SOURCE PASSAGE
• • •

The models also include non-White and median age, using demographic variables from the 2011–2015 ACS. Additionally, I constructed an index of dissimilarity, computing the percentage of Black residents that would have to exchange tracts with non-Black residents to achieve an even residential distribution. This has been noted as a reliable measure for segregation, representing the unevenness of a metropolitan area (Massey, White, and Phua 1996; Rugh and Massey 2010). These variables are more appropriate as controls, as without micro-level data, theorizing potential mechanisms might contribute to reifying racial categories (see the section on limitations that follows). Finally, I control for potential variation in tourism, labor markets, and other regional specialization using 2011–2015 ACS’s regional categories.
Multicollinearity diagnostics
Multicollinearity among independent variables can pose a problem for regression analysis as it can inflate standard errors and make coefficients less precise. One way to diagnose collinearity among variables is by examining their correlation; in examining the independent variables, no pairwise correlation exceeds 0.70 (see Table 3), or the more common cutoff of 0.80 (Berry and Feldman 1985). Additionally, I examined the variance inflation factors (VIF) on a linear regression model that excluded the interaction and quadratic terms; with this model, no VIF exceeded 5, with a mean VIF score calculated at 2.87; these scores suggest a low degree of multicollinearity (Belsley, Kuh, and Welsch 2005). While inclusion of the interaction and quadratic terms inflated these scores, this is inevitable given their mathematical construction, and should not affect interpretation of the results if they are significant (Belsley et al. 2005; O’Brien 2007). The results of these diagnostics, then, suggest I can proceed with the assumption that multicollinearity does not pose a problem for the analyses.
Limitations of the Data and Analyses
While this original dataset offers insight into understanding short-term rentals in the platform economy, it does have several limitations because of the collection methods of “scraping,” the joining of disparate sources of data, the examination of markets where privacy issues are a concern, and the level of analysis. First, given the timing of the project and inability to scrape retroactive listings on the Airbnb website, the dataset cannot capture the process of short-term rental market emergence, beginning with Airbnb’s launch in 2008, that may be possible with time-series data. I also had difficulty accessing retroactive data on markets that may have been predecessors to contemporary short-term rental platforms such as Couchsurfing and earlier forms of vacation rentals. The dataset, consisting of independent variables that span the years 2006 through 2015 and Airbnb listing counts from 2016, are thus treated cross-sectionally and cannot support any attempts at causal inference. Rather, I use the analyses to identify patterns between different types of short-term rental exchange and urban socio-economic organization, as well as to contemplate possible mechanisms for these patterns (see those described under “The Socio-Economic Organization of ‘Sharing’”).
Second, given the restrictive interface of Airbnb and apparent privacy concerns, the data do not capture actual short-term rental exchanges (i.e., “bookings”), the profitability of the firm, or the number of consumers who only use the site to book accommodation (i.e., guests). Airbnb has been very reluctant to share data, stating concerns about the privacy of users, and in special cases when it does, it does so in censored ways or when legally compelled (Martineau 2019). The dataset, then, offers only one measure market growth: short-term rental supply.

• • •

DATA BELOW

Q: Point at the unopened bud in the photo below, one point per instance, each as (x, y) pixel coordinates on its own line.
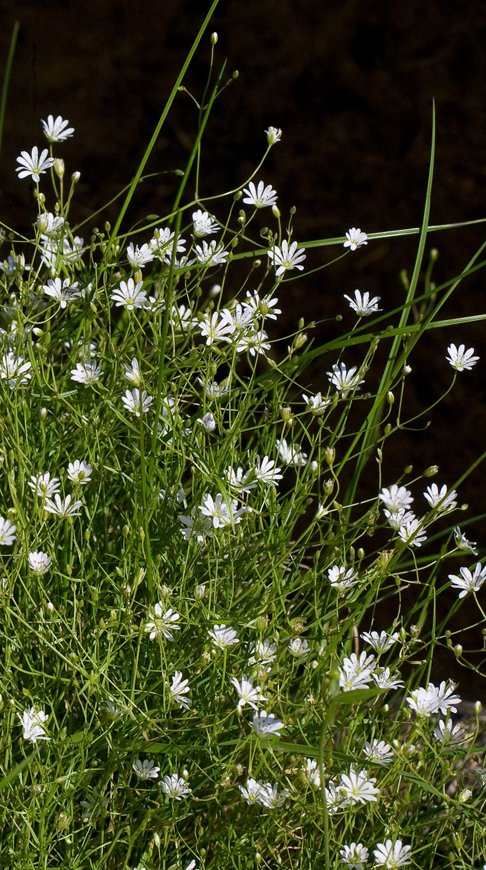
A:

• • •

COMPLETE THE FOLLOWING
1. List the sources of limitations that the methods passage names in the opening sentence of its "Limitations of the Data and Analyses" section.
2. Update a portion of the methods passage, replacing "reluctant" with "hesitant". Begin at the words "Second, given the" and stop after "short-term rental supply.".
3. Answer these questions using the methods passage.
(a) What was the mean VIF score in the model that excluded the interaction and quadratic terms?
(b) In what year did Airbnb launch?
(c) From what year are the Airbnb listing counts in the dataset?
The material above has no connection to the methods passage.

OUTPUTS FOR THE TASKS
1.
- The collection methods of "scraping"
- The joining of disparate sources of data
- The examination of markets where privacy issues are a concern
- The level of analysis

2.
Second, given the restrictive interface of Airbnb and apparent privacy concerns, the data do not capture actual short-term rental exchanges (i.e., “bookings”), the profitability of the firm, or the number of consumers who only use the site to book accommodation (i.e., guests). Airbnb has been very hesitant to share data, stating concerns about the privacy of users, and in special cases when it does, it does so in censored ways or when legally compelled (Martineau 2019). The dataset, then, offers only one measure market growth: short-term rental supply.

3.
(a) 2.87
(b) 2008
(c) 2016